- [TE VOLGEN INSTRUCTIES] Geef uit de onderstaande rijen alle regels ongewijzigd opnieuw, vanaf de regel die "wall --coords pixels" bevat tot en met de regel die "Segment every instance of the stone" bevat.

- [AANGELEVERDE RIJEN]
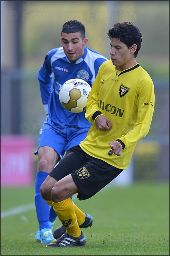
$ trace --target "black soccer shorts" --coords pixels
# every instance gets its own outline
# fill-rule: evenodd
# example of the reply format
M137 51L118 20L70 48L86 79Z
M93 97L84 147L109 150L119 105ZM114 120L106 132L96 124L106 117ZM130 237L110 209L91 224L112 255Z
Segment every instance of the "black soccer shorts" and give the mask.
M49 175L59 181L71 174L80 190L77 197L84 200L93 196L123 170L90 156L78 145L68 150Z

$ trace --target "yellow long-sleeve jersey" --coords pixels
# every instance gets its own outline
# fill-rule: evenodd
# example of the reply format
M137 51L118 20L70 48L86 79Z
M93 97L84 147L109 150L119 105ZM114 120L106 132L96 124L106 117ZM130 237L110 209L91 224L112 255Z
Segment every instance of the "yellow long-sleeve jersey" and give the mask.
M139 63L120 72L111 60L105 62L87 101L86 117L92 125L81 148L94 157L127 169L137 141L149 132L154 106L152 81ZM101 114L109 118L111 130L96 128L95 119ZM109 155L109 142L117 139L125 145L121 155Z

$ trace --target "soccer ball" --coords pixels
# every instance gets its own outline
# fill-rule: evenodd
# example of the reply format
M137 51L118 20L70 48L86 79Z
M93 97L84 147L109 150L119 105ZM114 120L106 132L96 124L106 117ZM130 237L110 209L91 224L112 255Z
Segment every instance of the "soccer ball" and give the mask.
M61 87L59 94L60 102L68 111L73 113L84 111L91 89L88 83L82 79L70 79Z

==

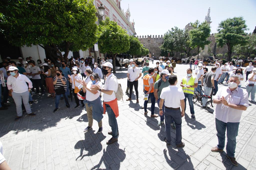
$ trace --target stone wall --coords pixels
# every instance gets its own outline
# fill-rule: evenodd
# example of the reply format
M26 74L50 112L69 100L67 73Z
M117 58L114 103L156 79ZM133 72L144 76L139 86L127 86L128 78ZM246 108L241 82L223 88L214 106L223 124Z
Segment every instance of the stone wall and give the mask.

--

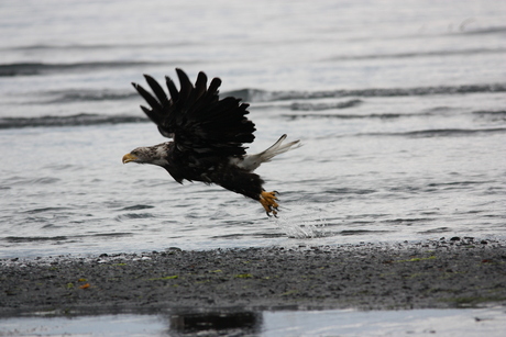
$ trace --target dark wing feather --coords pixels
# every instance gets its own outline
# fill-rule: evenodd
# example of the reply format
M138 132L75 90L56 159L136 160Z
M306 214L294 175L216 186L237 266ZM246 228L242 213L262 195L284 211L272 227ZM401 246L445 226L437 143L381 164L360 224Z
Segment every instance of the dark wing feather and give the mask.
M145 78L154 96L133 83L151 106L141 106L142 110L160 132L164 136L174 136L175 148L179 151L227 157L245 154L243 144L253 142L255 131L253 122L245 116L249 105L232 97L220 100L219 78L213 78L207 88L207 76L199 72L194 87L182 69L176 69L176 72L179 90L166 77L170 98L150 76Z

- [VOLTOOIDE OPDRACHT]
$ trace --target stone wall --coords pixels
# every instance gets its own outline
# fill-rule: evenodd
# example of the reply format
M26 74L50 112L69 100L67 73Z
M117 58L114 103L156 79ZM133 72L144 76L139 86L127 86L128 78ZM246 108L241 82L223 88L214 106L223 124Z
Segment every instance of the stone wall and give the mask.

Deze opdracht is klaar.